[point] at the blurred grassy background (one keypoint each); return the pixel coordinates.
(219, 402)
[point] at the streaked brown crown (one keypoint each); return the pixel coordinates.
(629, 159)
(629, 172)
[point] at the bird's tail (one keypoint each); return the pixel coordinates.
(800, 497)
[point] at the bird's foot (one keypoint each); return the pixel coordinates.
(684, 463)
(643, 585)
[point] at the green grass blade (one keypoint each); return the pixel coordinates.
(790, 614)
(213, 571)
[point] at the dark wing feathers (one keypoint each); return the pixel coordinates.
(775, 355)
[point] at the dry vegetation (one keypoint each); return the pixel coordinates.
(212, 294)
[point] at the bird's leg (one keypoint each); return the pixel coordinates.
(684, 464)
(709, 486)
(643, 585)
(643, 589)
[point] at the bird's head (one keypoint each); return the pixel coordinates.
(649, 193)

__________

Recopy the entries above exactly, with every line included.

Solution to this task —
[point] at the blurred grassy background (one keypoint each); return the pixel coordinates.
(219, 402)
[point] at the streaked brown crown (one keypoint each); return the pixel coordinates.
(629, 159)
(629, 172)
[point] at the bird's tail (one keypoint each); return the pixel coordinates.
(800, 497)
[point] at the bird's foot (one keypoint each); return the pixel coordinates.
(684, 463)
(643, 585)
[point] at the green grass blade (one keypoint each); return the pixel coordinates.
(790, 614)
(213, 571)
[point] at the dark wing feathers (one keypoint each); return the pixel coordinates.
(775, 355)
[point] at the dry vegetation (one keypoint each); return the pixel coordinates.
(212, 294)
[point] at the bird's leg (one keypoint each); return the pixel coordinates.
(684, 464)
(709, 486)
(643, 585)
(643, 589)
[point] at the bird's head (one keypoint each); return the pixel coordinates.
(649, 193)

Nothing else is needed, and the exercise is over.